__Excerpt provided__

- Buston as a young lieutenant
- Born: 1853 Twyford, Hampshire, United Kingdom
- Died: 21 June 1938 (aged 84–85) Whitchurch, Shropshire, Shropshire
- Allegiance: United Kingdom
- Branch: British Army
- Service years: 12 September 1872 – 16 February 1910
- Rank: Brigadier-General
- Unit: Royal Engineers
- Conflicts: Second Anglo-Afghan War Hazara Expedition of 1891 Second Boer War
- Awards: Distinguished Service Order The Most Honourable Order of the Bath

= Philip Thomas Buston =

British army general (1853–1938)

Brigadier-General Philip Thomas Buston (1853 – 21 June 1938) was a career officer of the Royal Engineers in the British Army, serving in India and South Africa during his long career.

== Early life ==
Philip Buston was born in 1853 in Twyford, Hampshire, to the Reverend Roger Buston and his wife Anne Mary Buston. He lived his childhood years in Vicarage House, Twyford with his parents and siblings.

== Military service ==
Buston was temporarily commissioned as a Lieutenant c. 12 September 1872, and on 28 September 1875 it was declared that his Commission among others would be made permanent, with pay backdated to the aforementioned date. The India Office and Burma Office List of 1877 accordingly has him listed as a Lieutenant attached to the Sappers and Miners of the Royal Engineers from 12 September 1872.

=== Second Anglo-Afghan War ===
He took part in the Second Anglo-Afghan War as part of the 7th Company of Sappers and Miners under the command of then-Brigadier General Thomas Durand Baker, and on 4 May 1880 he was mentioned in Despatches by then-Lieutenant-General Sir Frederick Roberts, on the advisement of Brigadier-General Baker.

As of 12 September 1884 Buston was promoted to captain.

On 10 April 1889 he was promoted to Brevet Major, and then to full Major rank on 26 January 1892.

__Exercise requirements__
Continue the biography of Philip Thomas Buston after its last sentence.

__Provided records__
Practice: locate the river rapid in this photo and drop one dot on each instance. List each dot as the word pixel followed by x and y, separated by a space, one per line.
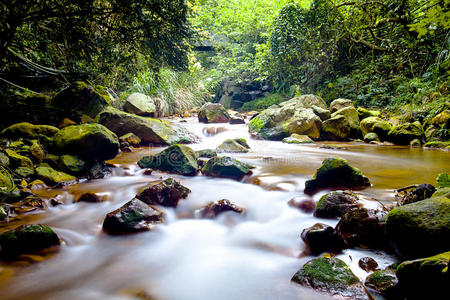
pixel 234 257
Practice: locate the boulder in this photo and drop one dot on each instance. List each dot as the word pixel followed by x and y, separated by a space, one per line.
pixel 336 128
pixel 332 276
pixel 134 216
pixel 336 173
pixel 89 141
pixel 335 204
pixel 213 113
pixel 165 193
pixel 298 139
pixel 420 229
pixel 140 104
pixel 27 239
pixel 363 227
pixel 149 130
pixel 226 167
pixel 177 158
pixel 52 177
pixel 214 209
pixel 340 103
pixel 425 278
pixel 322 238
pixel 376 125
pixel 403 134
pixel 81 99
pixel 233 146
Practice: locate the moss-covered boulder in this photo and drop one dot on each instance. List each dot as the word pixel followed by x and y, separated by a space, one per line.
pixel 213 113
pixel 340 103
pixel 177 158
pixel 420 229
pixel 322 238
pixel 425 278
pixel 134 216
pixel 332 276
pixel 165 193
pixel 140 104
pixel 336 173
pixel 27 239
pixel 149 130
pixel 81 99
pixel 403 134
pixel 376 125
pixel 233 146
pixel 226 167
pixel 335 204
pixel 51 176
pixel 298 139
pixel 88 141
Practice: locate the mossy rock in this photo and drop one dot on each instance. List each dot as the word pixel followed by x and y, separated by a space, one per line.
pixel 149 130
pixel 88 141
pixel 81 99
pixel 336 173
pixel 332 276
pixel 403 134
pixel 420 229
pixel 51 176
pixel 177 158
pixel 226 167
pixel 27 239
pixel 425 278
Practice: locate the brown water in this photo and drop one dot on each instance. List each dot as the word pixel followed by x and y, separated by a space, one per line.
pixel 232 257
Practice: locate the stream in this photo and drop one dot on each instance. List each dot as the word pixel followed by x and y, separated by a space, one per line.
pixel 251 256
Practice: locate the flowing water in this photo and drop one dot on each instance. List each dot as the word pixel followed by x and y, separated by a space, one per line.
pixel 232 257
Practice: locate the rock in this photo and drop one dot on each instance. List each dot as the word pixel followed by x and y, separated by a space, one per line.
pixel 336 173
pixel 298 139
pixel 226 167
pixel 363 227
pixel 368 264
pixel 165 193
pixel 131 139
pixel 52 177
pixel 81 99
pixel 340 103
pixel 214 209
pixel 232 146
pixel 330 275
pixel 365 113
pixel 337 128
pixel 134 216
pixel 384 283
pixel 29 131
pixel 322 238
pixel 403 134
pixel 149 130
pixel 177 158
pixel 305 205
pixel 89 141
pixel 376 125
pixel 335 204
pixel 213 113
pixel 420 229
pixel 322 113
pixel 371 137
pixel 27 239
pixel 71 165
pixel 425 278
pixel 140 104
pixel 207 153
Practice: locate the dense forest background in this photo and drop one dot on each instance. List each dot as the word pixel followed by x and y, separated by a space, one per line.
pixel 246 54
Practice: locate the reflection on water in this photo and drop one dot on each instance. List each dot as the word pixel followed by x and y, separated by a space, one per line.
pixel 232 257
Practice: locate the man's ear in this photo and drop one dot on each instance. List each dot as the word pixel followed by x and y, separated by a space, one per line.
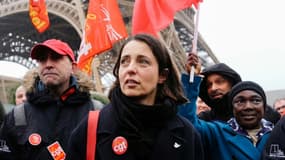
pixel 163 75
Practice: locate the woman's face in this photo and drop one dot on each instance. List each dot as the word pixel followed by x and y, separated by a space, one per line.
pixel 139 72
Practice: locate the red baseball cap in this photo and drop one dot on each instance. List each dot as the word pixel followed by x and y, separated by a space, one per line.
pixel 57 46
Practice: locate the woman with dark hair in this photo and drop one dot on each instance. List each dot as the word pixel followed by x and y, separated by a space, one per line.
pixel 143 109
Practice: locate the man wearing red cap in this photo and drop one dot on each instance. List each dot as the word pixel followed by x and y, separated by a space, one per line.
pixel 57 99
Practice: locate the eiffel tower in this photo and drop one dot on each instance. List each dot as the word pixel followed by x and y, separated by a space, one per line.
pixel 17 35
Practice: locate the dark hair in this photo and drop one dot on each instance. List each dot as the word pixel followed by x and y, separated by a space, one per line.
pixel 172 87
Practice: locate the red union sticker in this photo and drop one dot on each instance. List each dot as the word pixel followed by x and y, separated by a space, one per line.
pixel 35 139
pixel 120 145
pixel 56 151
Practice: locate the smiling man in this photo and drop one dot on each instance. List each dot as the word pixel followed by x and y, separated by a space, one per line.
pixel 245 134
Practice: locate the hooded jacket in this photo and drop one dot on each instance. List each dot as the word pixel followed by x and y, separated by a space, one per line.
pixel 44 131
pixel 222 140
pixel 220 109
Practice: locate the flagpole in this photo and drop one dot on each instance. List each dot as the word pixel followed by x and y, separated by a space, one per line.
pixel 194 42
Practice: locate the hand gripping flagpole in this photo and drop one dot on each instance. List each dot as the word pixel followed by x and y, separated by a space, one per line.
pixel 194 42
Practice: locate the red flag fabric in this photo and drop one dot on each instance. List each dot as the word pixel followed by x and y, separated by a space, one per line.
pixel 153 16
pixel 103 27
pixel 39 15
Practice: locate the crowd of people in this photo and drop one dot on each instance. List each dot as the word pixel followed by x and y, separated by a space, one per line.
pixel 153 112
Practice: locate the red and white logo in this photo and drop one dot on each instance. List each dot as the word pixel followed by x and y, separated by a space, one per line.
pixel 35 139
pixel 120 145
pixel 56 151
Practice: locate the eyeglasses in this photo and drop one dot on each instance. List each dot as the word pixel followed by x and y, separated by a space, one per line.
pixel 240 102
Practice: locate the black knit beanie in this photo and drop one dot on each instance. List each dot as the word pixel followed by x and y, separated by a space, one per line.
pixel 247 85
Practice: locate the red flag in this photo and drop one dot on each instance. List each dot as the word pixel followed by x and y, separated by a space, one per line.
pixel 152 16
pixel 39 15
pixel 103 27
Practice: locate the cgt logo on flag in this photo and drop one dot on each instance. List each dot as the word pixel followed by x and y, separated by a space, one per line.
pixel 39 15
pixel 103 27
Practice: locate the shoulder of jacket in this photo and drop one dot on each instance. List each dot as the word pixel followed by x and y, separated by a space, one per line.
pixel 20 115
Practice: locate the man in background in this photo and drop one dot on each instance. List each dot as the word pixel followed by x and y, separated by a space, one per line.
pixel 20 95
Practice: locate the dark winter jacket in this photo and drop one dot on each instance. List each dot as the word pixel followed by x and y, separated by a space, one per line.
pixel 35 130
pixel 151 132
pixel 220 109
pixel 275 146
pixel 222 140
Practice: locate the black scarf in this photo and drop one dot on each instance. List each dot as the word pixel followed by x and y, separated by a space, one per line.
pixel 140 123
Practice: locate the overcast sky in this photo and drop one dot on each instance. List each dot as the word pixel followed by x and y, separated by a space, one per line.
pixel 248 35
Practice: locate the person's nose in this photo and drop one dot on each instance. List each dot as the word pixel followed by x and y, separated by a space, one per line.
pixel 132 68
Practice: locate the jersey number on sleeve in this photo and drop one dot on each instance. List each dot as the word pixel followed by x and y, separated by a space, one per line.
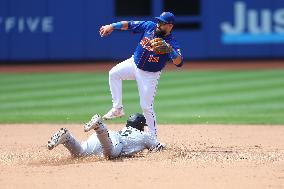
pixel 126 132
pixel 153 59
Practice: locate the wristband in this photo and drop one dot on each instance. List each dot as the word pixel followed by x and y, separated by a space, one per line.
pixel 174 54
pixel 117 25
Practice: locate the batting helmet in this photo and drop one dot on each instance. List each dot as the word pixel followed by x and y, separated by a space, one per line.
pixel 137 121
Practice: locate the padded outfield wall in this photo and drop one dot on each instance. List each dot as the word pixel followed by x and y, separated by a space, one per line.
pixel 68 30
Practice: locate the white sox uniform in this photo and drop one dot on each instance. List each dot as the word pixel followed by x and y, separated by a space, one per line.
pixel 126 142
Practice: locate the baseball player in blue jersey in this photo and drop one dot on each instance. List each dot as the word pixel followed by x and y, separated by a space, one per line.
pixel 156 46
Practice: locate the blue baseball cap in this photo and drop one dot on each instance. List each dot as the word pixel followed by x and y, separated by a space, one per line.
pixel 167 17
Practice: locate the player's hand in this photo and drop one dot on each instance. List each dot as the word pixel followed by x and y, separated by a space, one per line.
pixel 160 46
pixel 106 30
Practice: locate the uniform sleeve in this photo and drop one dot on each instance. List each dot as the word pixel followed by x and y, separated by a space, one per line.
pixel 138 26
pixel 176 47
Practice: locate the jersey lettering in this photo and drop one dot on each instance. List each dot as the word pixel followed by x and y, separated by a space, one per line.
pixel 153 59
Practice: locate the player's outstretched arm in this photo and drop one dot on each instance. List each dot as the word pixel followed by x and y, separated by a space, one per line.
pixel 108 29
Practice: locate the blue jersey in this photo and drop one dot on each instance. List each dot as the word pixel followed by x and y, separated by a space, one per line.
pixel 144 56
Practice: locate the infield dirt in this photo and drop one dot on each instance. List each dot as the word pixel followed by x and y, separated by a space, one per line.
pixel 197 156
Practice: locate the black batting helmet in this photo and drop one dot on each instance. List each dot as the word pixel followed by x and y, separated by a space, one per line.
pixel 137 121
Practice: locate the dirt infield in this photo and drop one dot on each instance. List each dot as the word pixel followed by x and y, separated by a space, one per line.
pixel 106 66
pixel 198 156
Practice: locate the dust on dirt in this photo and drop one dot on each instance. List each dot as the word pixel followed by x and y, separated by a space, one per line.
pixel 197 156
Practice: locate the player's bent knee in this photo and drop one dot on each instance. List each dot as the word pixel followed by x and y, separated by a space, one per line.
pixel 147 109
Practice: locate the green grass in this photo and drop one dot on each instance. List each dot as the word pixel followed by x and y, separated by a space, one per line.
pixel 227 97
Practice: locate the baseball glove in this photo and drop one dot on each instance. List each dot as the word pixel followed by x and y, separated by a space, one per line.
pixel 160 46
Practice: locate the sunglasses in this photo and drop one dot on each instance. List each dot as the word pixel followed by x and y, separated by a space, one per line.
pixel 161 23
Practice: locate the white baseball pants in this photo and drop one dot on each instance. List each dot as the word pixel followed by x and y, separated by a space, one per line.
pixel 102 143
pixel 147 83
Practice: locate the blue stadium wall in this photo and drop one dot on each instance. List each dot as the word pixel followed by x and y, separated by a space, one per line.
pixel 68 29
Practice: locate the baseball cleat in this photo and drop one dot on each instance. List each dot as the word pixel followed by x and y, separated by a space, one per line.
pixel 114 113
pixel 93 123
pixel 59 137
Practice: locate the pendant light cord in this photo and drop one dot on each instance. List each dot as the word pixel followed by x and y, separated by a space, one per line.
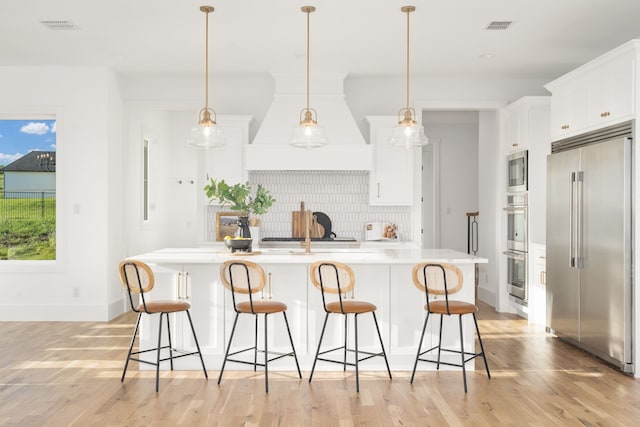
pixel 308 21
pixel 408 12
pixel 206 62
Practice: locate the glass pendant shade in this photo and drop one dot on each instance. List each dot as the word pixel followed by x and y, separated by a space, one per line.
pixel 207 134
pixel 408 133
pixel 308 134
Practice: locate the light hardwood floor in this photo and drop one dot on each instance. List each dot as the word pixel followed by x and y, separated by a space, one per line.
pixel 68 374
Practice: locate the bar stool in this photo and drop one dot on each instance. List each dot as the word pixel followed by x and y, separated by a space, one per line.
pixel 245 277
pixel 445 279
pixel 336 278
pixel 137 278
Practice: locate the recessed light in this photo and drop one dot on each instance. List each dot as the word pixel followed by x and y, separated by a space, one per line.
pixel 498 25
pixel 59 24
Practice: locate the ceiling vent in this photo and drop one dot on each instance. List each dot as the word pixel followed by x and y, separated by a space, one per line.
pixel 60 25
pixel 498 25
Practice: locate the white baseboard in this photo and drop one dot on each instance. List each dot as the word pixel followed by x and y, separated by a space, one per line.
pixel 61 313
pixel 487 296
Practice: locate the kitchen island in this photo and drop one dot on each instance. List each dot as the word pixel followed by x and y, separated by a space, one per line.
pixel 383 277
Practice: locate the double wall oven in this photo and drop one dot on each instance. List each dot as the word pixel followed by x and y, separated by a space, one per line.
pixel 517 228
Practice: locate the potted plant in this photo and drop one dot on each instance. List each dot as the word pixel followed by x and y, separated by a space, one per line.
pixel 240 198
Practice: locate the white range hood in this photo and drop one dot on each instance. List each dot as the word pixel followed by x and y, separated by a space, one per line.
pixel 346 148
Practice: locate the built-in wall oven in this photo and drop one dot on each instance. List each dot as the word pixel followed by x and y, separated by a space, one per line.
pixel 517 247
pixel 517 271
pixel 517 164
pixel 517 222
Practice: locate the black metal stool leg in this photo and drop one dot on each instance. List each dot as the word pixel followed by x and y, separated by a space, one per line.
pixel 424 329
pixel 295 356
pixel 324 325
pixel 266 357
pixel 384 353
pixel 464 370
pixel 170 343
pixel 195 339
pixel 486 366
pixel 226 354
pixel 133 338
pixel 355 332
pixel 255 343
pixel 346 342
pixel 439 342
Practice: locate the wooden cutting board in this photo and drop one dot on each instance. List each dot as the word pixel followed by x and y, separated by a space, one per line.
pixel 299 222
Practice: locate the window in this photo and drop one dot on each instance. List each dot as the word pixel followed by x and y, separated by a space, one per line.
pixel 28 189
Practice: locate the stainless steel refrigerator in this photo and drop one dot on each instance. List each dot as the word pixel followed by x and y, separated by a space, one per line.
pixel 589 264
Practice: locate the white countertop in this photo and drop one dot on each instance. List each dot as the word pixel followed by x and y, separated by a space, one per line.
pixel 297 256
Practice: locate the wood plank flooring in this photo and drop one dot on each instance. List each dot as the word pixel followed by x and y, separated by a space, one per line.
pixel 68 374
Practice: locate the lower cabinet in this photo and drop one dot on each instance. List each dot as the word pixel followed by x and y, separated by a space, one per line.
pixel 400 313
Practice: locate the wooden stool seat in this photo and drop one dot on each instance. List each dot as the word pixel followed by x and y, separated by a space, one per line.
pixel 350 307
pixel 261 307
pixel 164 306
pixel 138 279
pixel 455 307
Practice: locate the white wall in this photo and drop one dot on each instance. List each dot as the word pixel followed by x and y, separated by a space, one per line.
pixel 98 176
pixel 456 136
pixel 86 104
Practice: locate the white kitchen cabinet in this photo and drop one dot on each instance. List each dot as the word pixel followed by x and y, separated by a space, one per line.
pixel 610 91
pixel 226 162
pixel 537 286
pixel 568 108
pixel 391 182
pixel 599 93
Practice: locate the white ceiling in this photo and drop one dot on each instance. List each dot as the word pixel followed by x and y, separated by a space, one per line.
pixel 358 37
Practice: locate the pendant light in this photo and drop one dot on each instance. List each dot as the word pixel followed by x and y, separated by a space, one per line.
pixel 308 134
pixel 408 133
pixel 207 134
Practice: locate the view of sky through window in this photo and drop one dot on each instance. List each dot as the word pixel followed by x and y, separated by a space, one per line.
pixel 19 137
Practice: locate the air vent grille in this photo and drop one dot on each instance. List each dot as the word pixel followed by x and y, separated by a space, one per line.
pixel 498 25
pixel 59 25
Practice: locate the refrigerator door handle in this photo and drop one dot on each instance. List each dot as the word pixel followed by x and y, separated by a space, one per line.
pixel 579 219
pixel 572 222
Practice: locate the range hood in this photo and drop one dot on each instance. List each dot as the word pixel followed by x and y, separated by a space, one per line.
pixel 346 148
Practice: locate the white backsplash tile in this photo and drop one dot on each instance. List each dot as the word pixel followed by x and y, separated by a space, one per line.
pixel 342 195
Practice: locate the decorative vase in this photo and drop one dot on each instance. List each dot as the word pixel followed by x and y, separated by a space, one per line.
pixel 243 227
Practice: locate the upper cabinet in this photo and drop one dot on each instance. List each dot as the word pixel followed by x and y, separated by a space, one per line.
pixel 610 91
pixel 600 93
pixel 391 181
pixel 226 162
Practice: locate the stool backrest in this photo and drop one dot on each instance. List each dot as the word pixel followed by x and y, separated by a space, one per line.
pixel 243 277
pixel 437 278
pixel 332 277
pixel 137 278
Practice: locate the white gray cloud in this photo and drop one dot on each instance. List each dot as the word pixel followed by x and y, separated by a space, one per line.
pixel 5 159
pixel 34 128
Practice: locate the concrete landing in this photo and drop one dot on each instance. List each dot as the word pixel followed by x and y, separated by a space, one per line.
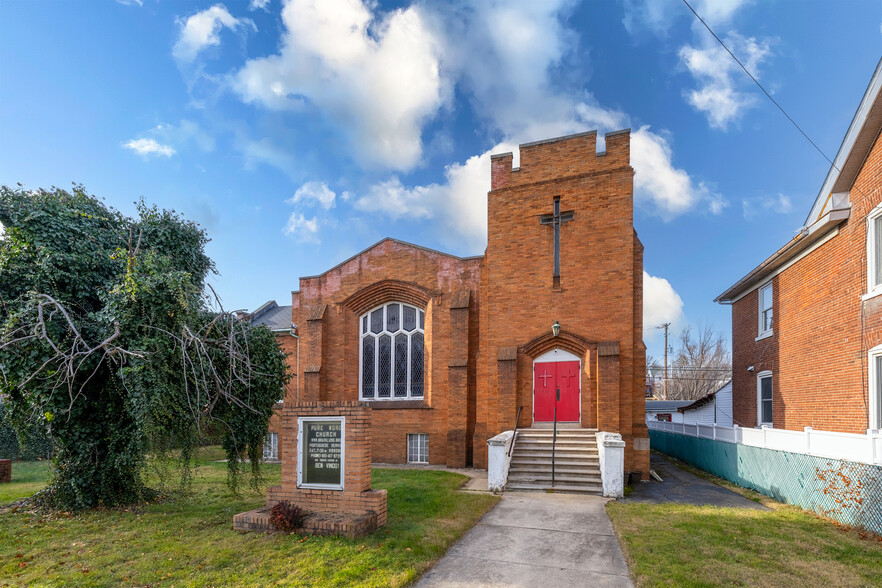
pixel 536 539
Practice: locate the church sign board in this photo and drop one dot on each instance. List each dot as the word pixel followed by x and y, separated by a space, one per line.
pixel 320 459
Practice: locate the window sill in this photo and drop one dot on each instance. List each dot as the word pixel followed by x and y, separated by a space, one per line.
pixel 397 404
pixel 873 294
pixel 765 335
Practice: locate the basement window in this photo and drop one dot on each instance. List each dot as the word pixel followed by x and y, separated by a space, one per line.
pixel 418 448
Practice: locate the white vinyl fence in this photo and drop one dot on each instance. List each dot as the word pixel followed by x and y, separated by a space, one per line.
pixel 865 448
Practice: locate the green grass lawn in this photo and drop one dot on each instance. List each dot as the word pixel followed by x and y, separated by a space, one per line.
pixel 190 541
pixel 683 545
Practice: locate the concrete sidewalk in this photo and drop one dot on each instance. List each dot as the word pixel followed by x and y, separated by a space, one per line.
pixel 536 539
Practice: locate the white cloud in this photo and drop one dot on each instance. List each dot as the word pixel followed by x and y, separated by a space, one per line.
pixel 202 30
pixel 314 191
pixel 659 185
pixel 302 229
pixel 459 204
pixel 722 87
pixel 162 139
pixel 661 304
pixel 717 95
pixel 147 147
pixel 378 78
pixel 780 204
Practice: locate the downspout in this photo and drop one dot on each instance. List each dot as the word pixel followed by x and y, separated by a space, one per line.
pixel 293 332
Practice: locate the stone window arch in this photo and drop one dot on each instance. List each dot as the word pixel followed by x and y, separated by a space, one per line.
pixel 391 352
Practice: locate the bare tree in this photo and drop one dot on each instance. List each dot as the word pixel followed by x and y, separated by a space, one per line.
pixel 702 364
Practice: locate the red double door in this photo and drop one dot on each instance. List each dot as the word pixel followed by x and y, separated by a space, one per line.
pixel 548 378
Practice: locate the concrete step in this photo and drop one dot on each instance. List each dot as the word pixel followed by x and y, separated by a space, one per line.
pixel 530 477
pixel 581 433
pixel 596 489
pixel 568 462
pixel 559 443
pixel 564 452
pixel 558 468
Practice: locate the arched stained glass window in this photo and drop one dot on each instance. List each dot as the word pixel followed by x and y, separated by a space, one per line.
pixel 391 352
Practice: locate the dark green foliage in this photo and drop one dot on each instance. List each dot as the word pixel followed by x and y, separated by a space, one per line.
pixel 287 517
pixel 109 341
pixel 32 444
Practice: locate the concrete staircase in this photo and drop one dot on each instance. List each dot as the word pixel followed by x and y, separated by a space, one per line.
pixel 577 465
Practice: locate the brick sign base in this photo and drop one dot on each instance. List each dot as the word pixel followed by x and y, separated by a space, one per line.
pixel 354 511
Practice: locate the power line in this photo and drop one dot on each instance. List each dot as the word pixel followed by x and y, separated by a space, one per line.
pixel 755 81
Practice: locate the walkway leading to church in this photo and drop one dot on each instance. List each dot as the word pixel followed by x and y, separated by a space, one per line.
pixel 536 539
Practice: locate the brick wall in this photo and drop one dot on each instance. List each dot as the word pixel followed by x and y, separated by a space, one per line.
pixel 821 329
pixel 487 318
pixel 599 289
pixel 445 287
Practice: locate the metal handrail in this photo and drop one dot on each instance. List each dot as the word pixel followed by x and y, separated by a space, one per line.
pixel 554 443
pixel 514 436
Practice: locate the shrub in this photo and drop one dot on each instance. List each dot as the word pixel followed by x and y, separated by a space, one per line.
pixel 287 517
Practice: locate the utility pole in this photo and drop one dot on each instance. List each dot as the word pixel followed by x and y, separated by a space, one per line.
pixel 665 381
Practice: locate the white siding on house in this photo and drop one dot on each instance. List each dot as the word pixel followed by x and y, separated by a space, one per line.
pixel 718 410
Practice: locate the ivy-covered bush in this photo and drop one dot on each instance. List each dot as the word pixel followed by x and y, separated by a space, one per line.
pixel 32 443
pixel 110 338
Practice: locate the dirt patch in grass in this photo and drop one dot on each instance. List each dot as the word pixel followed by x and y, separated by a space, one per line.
pixel 188 540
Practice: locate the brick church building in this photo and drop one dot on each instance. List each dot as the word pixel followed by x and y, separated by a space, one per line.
pixel 446 349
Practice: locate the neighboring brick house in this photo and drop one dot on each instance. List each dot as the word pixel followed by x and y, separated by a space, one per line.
pixel 807 322
pixel 445 349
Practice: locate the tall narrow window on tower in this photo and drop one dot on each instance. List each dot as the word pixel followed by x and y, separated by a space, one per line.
pixel 765 310
pixel 555 219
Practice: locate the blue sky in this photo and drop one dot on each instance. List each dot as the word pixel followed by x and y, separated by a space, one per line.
pixel 300 132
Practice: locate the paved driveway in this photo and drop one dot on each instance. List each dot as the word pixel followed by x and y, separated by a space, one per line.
pixel 536 539
pixel 680 486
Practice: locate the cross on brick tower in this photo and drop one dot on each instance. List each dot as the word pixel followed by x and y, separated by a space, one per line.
pixel 555 219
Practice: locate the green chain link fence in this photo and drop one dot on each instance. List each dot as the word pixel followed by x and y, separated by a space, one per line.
pixel 848 491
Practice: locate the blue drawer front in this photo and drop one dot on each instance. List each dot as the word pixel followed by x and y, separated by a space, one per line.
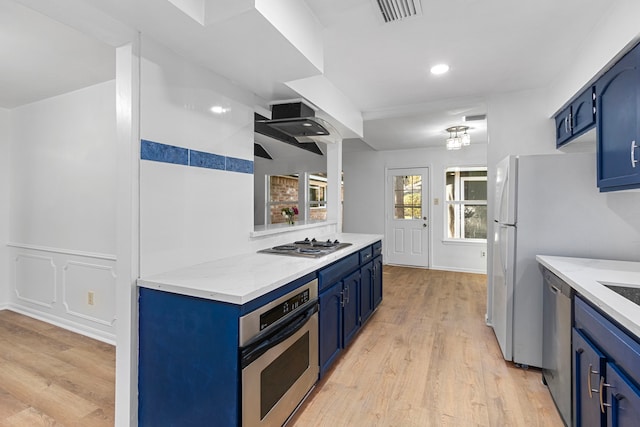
pixel 366 255
pixel 618 346
pixel 377 249
pixel 336 271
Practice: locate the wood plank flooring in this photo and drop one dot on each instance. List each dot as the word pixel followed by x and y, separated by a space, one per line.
pixel 427 358
pixel 53 377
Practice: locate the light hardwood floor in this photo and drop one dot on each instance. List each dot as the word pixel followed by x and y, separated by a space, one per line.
pixel 427 358
pixel 52 377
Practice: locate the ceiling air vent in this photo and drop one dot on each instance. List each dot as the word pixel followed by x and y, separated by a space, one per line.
pixel 396 10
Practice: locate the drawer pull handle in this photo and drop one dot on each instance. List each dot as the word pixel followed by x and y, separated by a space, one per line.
pixel 591 390
pixel 602 404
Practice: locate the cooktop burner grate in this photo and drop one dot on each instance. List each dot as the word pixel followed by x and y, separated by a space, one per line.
pixel 311 248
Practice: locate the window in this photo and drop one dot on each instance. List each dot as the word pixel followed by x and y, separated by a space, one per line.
pixel 318 196
pixel 283 193
pixel 407 197
pixel 466 202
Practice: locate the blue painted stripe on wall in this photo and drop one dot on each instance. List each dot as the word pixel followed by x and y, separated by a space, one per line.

__Solved exercise__
=== Hazara Expedition ===
Buston was a part of the Hazara Expedition of 1891, and is mentioned again in Despatches written on 28 August 1891 by then-Major-General William Elles in regards to the operations of the Hazara Field Force, this time in some more detail, and with heavy praise - "The pontoon section of the Bengal Sappers and Miners was commanded by Major P. T. Buston, Royal Engineers, and it was entirely due to this officer's indomitable energy and perseverance that the standing and flying bridges were established exactly when required. It was no light task to bring up the heavy boats from Attock through shallows and over rapids, dangerous in many places, with very little loss of material and no loss of life, and his successful accomplishment of the task is worthy of all praise. The movements and communications of the force were entirely dependent on its constructive capacity in roadmaking.".

On 1 October 1899 Buston was further promoted to Lieutenant Colonel.

=== Second Boer War ===
In a letter dated 16 April 1901, Buston was once again mentioned in Despatches for a second time by the now Earl Roberts for meritorious service, and was further awarded the Distinguished Service Order on 19 April 1901.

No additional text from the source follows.